(Referring expression grounding data)
*** Begin section ***
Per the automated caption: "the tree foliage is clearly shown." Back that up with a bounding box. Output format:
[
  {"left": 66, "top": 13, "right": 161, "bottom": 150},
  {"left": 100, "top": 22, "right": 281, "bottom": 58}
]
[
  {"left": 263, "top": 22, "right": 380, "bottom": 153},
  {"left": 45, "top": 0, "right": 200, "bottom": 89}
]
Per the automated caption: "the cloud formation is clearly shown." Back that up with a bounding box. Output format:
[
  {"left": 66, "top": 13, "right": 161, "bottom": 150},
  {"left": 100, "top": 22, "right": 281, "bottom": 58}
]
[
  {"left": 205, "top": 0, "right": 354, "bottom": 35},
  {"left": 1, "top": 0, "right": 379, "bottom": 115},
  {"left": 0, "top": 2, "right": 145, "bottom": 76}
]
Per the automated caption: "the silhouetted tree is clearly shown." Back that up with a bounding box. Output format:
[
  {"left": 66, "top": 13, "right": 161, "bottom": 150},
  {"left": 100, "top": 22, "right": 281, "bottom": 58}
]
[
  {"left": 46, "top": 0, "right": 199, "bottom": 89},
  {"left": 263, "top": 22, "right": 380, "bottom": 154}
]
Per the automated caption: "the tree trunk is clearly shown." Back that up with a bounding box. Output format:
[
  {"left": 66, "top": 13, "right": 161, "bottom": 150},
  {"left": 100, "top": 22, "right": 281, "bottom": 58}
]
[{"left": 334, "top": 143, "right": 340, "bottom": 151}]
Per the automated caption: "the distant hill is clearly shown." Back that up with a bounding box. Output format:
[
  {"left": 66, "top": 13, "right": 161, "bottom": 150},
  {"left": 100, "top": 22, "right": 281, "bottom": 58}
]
*** End section ***
__ACTIVITY__. Lines holding the string "that" in the records: how many are there? Give only the number.

__YOUR RESPONSE__. 5